Exercise directions —
Pick out every line of the listing below that contains the string "hair", and copy each one in full. Case counts.

Data for this exercise —
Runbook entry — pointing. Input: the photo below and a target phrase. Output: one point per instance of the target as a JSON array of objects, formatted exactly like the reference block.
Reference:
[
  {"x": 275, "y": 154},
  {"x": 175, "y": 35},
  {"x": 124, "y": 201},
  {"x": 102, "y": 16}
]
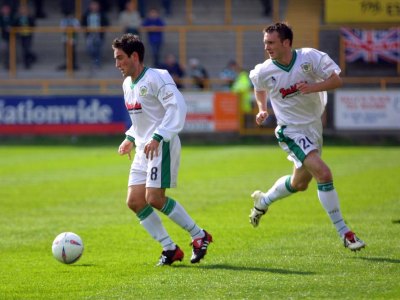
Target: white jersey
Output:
[
  {"x": 291, "y": 107},
  {"x": 155, "y": 106}
]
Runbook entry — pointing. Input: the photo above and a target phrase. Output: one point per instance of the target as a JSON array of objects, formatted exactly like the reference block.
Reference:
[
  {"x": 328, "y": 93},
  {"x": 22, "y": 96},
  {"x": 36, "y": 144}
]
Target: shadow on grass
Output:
[
  {"x": 381, "y": 259},
  {"x": 239, "y": 268}
]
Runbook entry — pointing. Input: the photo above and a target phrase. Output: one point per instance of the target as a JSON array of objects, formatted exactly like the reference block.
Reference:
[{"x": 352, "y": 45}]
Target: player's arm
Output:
[
  {"x": 333, "y": 82},
  {"x": 261, "y": 97},
  {"x": 126, "y": 146},
  {"x": 173, "y": 121}
]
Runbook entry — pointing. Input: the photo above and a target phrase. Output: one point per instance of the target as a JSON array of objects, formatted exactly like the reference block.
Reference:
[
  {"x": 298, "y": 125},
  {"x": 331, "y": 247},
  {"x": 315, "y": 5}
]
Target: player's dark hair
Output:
[
  {"x": 130, "y": 43},
  {"x": 284, "y": 31}
]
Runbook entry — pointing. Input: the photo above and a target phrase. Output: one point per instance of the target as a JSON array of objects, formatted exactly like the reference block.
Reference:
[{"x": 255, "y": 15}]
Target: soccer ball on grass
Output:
[{"x": 67, "y": 247}]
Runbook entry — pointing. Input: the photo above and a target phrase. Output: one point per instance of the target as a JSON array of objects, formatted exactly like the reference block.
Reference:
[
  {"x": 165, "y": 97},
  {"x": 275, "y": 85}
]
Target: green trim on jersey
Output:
[
  {"x": 298, "y": 152},
  {"x": 157, "y": 137},
  {"x": 168, "y": 206},
  {"x": 288, "y": 185},
  {"x": 288, "y": 67},
  {"x": 145, "y": 212},
  {"x": 130, "y": 138},
  {"x": 139, "y": 77},
  {"x": 166, "y": 166},
  {"x": 325, "y": 187}
]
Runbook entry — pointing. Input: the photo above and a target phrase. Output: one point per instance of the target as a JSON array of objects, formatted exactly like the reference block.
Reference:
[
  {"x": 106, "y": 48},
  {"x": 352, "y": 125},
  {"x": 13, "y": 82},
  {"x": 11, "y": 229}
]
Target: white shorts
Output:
[
  {"x": 299, "y": 140},
  {"x": 162, "y": 170}
]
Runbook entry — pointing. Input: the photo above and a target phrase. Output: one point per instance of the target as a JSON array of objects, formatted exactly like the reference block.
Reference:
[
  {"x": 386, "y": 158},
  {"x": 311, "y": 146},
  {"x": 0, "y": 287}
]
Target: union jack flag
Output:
[{"x": 372, "y": 45}]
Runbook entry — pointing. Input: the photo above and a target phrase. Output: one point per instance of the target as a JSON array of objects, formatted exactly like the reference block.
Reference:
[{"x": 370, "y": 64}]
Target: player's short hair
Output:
[
  {"x": 283, "y": 29},
  {"x": 130, "y": 43}
]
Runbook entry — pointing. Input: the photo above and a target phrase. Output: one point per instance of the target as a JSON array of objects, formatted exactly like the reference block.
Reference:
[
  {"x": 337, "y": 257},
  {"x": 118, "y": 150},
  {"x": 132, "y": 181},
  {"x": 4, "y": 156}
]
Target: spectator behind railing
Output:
[
  {"x": 24, "y": 20},
  {"x": 69, "y": 39},
  {"x": 174, "y": 68},
  {"x": 130, "y": 19},
  {"x": 228, "y": 74},
  {"x": 6, "y": 21},
  {"x": 94, "y": 19},
  {"x": 198, "y": 74}
]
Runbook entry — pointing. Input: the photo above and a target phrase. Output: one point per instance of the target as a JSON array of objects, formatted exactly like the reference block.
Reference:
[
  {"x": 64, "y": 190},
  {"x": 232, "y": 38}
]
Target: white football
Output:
[{"x": 67, "y": 247}]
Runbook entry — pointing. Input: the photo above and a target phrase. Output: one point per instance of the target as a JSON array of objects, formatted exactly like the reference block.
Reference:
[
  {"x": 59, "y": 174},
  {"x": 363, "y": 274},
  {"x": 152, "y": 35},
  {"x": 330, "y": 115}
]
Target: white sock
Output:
[
  {"x": 279, "y": 190},
  {"x": 178, "y": 214},
  {"x": 330, "y": 201},
  {"x": 152, "y": 223}
]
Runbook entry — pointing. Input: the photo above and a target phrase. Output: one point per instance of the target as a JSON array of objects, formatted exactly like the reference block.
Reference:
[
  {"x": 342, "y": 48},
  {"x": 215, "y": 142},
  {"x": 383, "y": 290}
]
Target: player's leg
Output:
[
  {"x": 136, "y": 201},
  {"x": 329, "y": 199},
  {"x": 289, "y": 141},
  {"x": 163, "y": 172}
]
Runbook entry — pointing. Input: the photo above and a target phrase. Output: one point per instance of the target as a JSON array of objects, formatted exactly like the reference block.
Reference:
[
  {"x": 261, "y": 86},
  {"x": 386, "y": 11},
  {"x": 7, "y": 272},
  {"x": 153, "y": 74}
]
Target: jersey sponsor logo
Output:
[
  {"x": 292, "y": 90},
  {"x": 306, "y": 67},
  {"x": 169, "y": 95},
  {"x": 135, "y": 108},
  {"x": 143, "y": 90}
]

Exercise result —
Target: player's dark hair
Target: player's short hair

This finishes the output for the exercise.